#### Supplied material
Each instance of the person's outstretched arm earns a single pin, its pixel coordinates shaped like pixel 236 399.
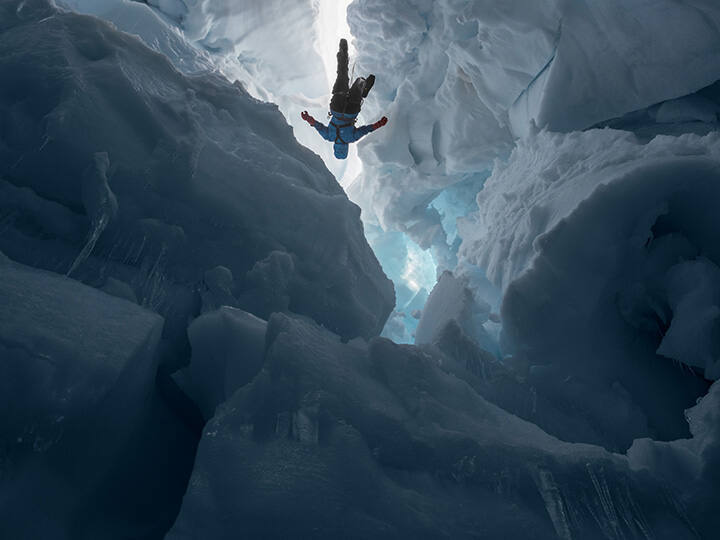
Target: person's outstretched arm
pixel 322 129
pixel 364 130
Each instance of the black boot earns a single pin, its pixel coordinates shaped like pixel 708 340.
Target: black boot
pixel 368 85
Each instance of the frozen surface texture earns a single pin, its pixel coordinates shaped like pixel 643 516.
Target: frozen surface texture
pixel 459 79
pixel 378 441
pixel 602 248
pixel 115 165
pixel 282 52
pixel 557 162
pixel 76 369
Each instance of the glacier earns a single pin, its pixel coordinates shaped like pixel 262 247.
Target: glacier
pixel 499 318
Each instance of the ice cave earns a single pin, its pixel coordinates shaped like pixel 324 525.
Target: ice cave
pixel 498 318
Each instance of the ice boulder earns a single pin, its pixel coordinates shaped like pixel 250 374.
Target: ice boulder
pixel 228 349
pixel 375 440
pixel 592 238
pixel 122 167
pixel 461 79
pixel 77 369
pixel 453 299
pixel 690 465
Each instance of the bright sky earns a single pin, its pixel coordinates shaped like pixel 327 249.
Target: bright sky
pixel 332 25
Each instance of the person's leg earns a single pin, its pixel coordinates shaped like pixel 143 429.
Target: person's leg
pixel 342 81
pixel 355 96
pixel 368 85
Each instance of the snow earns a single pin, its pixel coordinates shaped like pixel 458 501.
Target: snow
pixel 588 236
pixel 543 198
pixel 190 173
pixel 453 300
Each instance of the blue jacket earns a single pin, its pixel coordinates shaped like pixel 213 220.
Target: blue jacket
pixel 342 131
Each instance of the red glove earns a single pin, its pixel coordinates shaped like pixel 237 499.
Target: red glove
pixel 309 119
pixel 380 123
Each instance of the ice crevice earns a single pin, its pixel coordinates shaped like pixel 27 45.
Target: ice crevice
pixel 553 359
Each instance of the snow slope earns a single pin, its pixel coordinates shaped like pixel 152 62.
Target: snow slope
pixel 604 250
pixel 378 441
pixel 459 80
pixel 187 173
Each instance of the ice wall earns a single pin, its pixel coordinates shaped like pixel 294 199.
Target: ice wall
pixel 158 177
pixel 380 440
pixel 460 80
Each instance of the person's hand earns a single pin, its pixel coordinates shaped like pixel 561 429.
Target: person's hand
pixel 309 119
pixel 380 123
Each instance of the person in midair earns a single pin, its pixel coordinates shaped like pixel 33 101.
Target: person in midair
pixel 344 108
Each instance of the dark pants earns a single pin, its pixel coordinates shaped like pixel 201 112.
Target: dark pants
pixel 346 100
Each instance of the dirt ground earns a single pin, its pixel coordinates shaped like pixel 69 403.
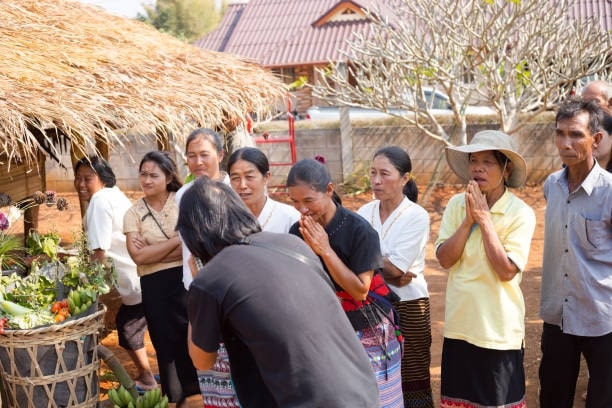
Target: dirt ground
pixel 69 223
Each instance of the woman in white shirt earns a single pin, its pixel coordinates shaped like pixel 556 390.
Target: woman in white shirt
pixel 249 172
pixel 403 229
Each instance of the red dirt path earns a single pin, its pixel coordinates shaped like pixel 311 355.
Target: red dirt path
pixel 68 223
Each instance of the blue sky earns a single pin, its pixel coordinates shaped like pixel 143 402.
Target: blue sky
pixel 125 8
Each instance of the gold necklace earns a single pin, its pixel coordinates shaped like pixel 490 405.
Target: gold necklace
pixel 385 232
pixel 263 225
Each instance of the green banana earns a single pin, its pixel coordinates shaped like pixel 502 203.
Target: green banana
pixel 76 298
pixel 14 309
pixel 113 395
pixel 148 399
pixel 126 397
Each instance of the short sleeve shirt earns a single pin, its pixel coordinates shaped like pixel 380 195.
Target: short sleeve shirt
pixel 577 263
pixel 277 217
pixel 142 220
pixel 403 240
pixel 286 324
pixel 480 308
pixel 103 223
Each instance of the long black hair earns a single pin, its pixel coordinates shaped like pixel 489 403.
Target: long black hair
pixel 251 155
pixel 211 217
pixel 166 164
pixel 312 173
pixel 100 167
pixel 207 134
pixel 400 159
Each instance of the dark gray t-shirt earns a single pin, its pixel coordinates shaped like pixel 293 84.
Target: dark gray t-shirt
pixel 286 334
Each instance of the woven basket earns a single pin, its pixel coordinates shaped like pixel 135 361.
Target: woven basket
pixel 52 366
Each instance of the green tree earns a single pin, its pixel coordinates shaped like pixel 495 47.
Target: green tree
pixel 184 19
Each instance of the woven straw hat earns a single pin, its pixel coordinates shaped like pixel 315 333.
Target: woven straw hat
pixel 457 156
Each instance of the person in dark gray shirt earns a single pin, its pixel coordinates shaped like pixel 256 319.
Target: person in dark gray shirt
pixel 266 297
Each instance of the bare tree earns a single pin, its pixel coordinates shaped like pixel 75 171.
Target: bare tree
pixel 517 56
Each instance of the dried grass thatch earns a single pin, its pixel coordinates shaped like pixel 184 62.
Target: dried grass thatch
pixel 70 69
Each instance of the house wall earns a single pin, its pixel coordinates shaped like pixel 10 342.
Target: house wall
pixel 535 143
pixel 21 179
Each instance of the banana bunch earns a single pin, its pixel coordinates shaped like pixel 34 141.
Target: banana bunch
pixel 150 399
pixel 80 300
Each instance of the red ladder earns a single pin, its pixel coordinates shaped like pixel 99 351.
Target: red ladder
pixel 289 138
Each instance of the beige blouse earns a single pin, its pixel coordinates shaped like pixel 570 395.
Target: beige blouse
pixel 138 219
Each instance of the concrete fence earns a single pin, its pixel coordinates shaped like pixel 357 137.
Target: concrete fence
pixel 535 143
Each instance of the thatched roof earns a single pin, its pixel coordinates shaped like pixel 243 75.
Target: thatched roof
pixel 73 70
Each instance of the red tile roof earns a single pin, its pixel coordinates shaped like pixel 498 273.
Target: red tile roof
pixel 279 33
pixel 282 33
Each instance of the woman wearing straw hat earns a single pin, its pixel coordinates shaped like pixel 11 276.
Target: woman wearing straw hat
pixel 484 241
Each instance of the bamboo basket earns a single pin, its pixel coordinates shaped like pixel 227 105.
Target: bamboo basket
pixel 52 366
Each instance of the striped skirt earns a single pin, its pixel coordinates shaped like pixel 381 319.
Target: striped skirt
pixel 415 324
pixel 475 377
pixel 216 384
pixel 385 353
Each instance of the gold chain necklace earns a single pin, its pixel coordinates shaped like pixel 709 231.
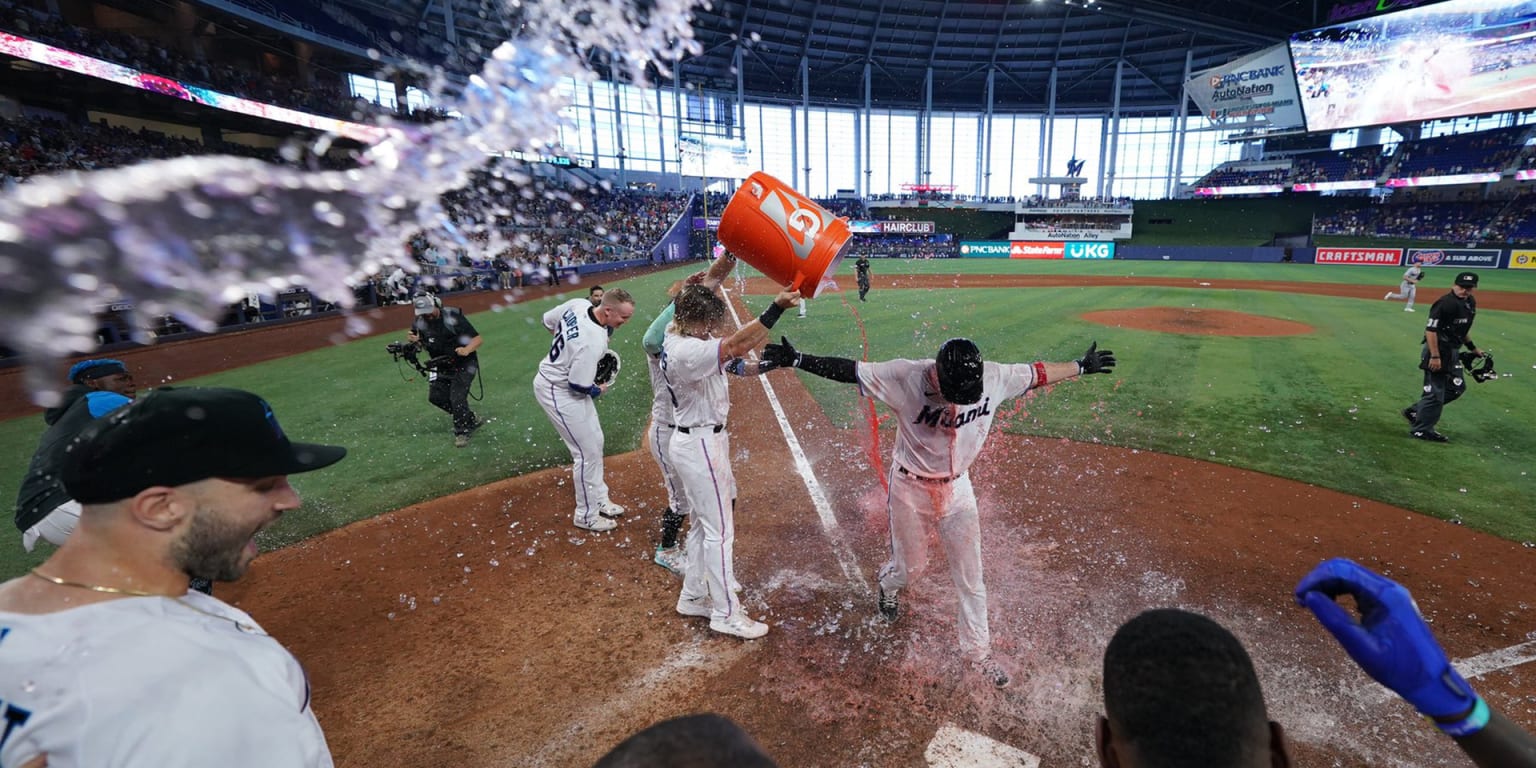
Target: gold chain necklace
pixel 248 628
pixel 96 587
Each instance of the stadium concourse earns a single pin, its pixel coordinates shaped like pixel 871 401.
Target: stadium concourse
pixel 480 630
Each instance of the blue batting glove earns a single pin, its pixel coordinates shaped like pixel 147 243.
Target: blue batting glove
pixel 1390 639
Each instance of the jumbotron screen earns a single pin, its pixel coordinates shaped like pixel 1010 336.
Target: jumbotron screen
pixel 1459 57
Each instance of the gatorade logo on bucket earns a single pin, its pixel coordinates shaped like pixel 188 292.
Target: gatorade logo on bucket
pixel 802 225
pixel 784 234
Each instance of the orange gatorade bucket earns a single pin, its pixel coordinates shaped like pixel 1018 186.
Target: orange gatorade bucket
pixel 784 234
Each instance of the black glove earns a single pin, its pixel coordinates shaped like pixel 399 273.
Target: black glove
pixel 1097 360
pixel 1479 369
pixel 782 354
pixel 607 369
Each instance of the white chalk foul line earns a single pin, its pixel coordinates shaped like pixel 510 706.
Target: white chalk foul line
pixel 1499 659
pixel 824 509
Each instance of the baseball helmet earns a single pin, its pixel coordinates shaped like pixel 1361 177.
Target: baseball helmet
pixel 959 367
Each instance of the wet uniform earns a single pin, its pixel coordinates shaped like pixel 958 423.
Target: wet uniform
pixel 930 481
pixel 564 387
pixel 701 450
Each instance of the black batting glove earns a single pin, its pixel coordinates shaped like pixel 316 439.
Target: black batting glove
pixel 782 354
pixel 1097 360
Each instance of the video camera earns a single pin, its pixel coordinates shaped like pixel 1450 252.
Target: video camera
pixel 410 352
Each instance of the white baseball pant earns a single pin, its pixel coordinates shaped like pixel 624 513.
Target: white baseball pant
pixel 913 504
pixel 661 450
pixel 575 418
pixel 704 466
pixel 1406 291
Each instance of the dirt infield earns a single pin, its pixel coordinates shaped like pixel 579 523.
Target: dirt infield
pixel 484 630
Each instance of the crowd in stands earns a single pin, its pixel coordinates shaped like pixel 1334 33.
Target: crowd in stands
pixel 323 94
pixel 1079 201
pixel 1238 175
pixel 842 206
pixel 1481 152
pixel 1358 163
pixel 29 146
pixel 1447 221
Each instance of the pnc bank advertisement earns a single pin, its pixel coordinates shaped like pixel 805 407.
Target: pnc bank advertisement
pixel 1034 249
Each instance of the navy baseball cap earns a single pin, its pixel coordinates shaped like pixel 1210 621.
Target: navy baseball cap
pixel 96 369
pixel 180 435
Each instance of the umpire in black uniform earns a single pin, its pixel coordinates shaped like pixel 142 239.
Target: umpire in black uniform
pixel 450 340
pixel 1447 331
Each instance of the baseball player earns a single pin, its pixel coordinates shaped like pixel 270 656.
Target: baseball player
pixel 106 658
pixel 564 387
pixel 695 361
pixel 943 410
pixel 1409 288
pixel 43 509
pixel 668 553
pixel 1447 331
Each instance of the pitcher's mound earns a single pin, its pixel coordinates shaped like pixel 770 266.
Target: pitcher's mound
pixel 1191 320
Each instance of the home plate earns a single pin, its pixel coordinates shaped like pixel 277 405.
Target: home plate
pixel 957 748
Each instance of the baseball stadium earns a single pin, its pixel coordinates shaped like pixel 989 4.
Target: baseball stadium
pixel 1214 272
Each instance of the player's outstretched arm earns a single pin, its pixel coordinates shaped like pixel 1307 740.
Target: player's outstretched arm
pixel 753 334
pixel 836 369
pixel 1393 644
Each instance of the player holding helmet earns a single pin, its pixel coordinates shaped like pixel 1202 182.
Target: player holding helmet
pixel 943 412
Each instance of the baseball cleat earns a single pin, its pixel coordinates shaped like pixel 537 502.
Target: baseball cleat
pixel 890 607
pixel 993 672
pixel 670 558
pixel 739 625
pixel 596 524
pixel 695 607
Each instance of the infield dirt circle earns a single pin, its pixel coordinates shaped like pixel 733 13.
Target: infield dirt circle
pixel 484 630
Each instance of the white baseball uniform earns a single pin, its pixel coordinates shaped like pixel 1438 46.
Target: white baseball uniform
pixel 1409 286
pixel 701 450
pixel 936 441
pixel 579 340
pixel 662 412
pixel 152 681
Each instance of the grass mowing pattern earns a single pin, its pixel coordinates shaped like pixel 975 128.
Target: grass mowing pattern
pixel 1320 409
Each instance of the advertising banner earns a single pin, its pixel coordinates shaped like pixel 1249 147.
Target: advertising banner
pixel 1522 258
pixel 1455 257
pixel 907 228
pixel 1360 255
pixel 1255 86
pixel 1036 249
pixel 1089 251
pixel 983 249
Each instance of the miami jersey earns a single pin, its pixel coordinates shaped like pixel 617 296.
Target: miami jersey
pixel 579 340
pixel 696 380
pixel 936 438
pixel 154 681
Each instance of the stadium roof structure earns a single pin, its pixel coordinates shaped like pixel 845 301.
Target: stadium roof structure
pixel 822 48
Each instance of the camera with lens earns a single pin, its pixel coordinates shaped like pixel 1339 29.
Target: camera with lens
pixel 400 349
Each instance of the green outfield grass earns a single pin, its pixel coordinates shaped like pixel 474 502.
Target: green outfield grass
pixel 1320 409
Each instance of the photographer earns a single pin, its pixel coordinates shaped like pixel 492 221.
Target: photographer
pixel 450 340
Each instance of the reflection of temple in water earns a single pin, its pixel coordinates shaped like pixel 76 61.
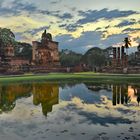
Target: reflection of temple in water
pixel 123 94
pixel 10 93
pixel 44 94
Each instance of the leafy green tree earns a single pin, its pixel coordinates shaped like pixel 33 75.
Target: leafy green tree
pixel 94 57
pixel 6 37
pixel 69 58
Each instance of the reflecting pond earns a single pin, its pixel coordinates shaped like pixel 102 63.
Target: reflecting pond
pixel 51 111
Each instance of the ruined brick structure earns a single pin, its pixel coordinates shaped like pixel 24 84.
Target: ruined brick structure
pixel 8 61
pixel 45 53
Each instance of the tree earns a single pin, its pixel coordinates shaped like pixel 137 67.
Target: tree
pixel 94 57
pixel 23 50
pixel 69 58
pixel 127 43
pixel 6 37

#### The request
Quote the records word for word, starting at the line containing "Each instance of the banana" and ending at the line containing "pixel 1459 57", and leave out the pictures.

#### Reply
Each instance of the banana bunch earns a single pin, its pixel coordinates shaped like pixel 34 141.
Target: banana bunch
pixel 150 399
pixel 80 300
Each instance of the red ladder earns a single pin, its pixel coordinates shaped like pixel 99 351.
Target: red ladder
pixel 289 138
Each instance of the beige blouse earns a single pin, its pixel coordinates shaped like pixel 570 395.
Target: beige blouse
pixel 138 219
Each instance of the concrete fence earns a single pin, its pixel coordinates shaped like pixel 357 137.
Target: concrete fence
pixel 535 143
Each instance of the thatched roof earns a single pin, its pixel coordinates shaped like pixel 243 75.
Target: thatched roof
pixel 73 70
Each instance of the red tile roof earns a single pin, its pixel coordinates shaped like pixel 498 273.
Target: red tile roof
pixel 279 33
pixel 282 33
Each instance of the woman wearing straw hat earns a single pin, its pixel coordinates shaped like pixel 11 276.
Target: woman wearing straw hat
pixel 484 241
Each instance of the bamboo basket earns a single pin, its pixel coordinates shaped like pixel 227 105.
Target: bamboo basket
pixel 52 366
Each instance of the striped skirt earns a single pin, its pixel coordinates shaped like pixel 381 319.
Target: striped skirt
pixel 415 324
pixel 475 377
pixel 216 384
pixel 385 353
Each instance of the gold chain necklace earns a single pin, its pixel coordinates shaped like pixel 709 231.
Target: gold chain necklace
pixel 248 628
pixel 96 587
Each instance of the stadium concourse earns a single pin, its pixel coordinates shaped like pixel 871 401.
Target: stadium concourse
pixel 480 630
Each instance of the blue batting glove earns a single pin, its pixel coordinates shaped like pixel 147 243.
Target: blue batting glove
pixel 1390 639
Each instance of the jumbotron screen earns a single pin, its pixel coordinates shaped like pixel 1010 336.
Target: jumbotron screen
pixel 1459 57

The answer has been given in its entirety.